Every line of the data should be written out exactly, with the pictures left out.

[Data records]
========
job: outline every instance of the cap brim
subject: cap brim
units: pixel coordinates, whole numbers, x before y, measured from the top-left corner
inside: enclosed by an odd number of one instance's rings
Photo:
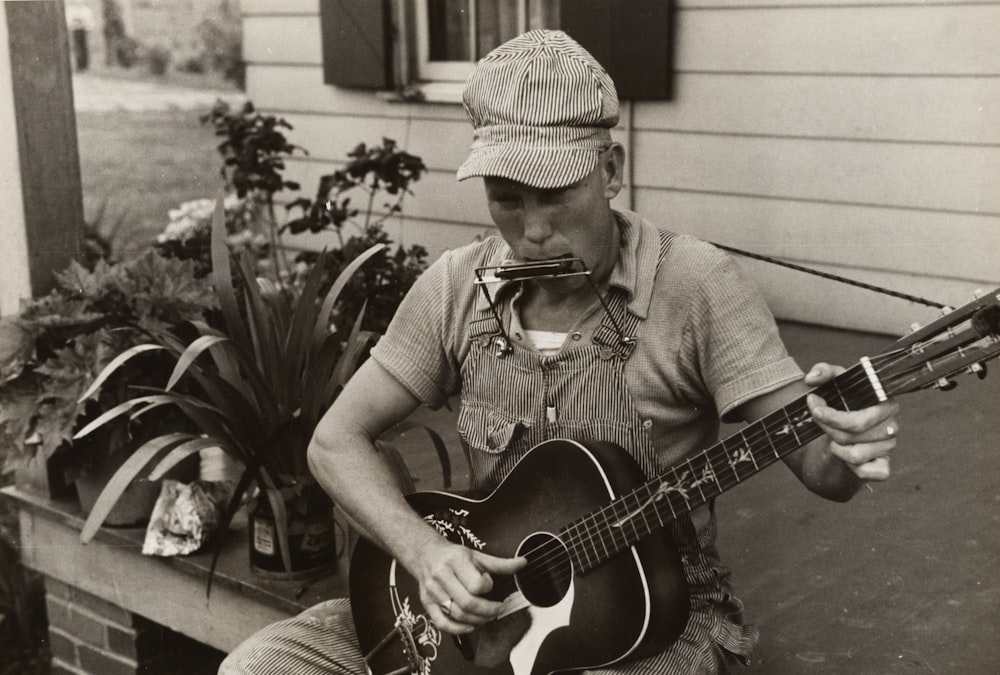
========
# Written response
job: outline every instance of the cap brim
subject: cap brim
units: pixel coordinates, whole numbers, x before y, measured from the top-left corner
inside: enclosed by an odd number of one instance's rings
Photo:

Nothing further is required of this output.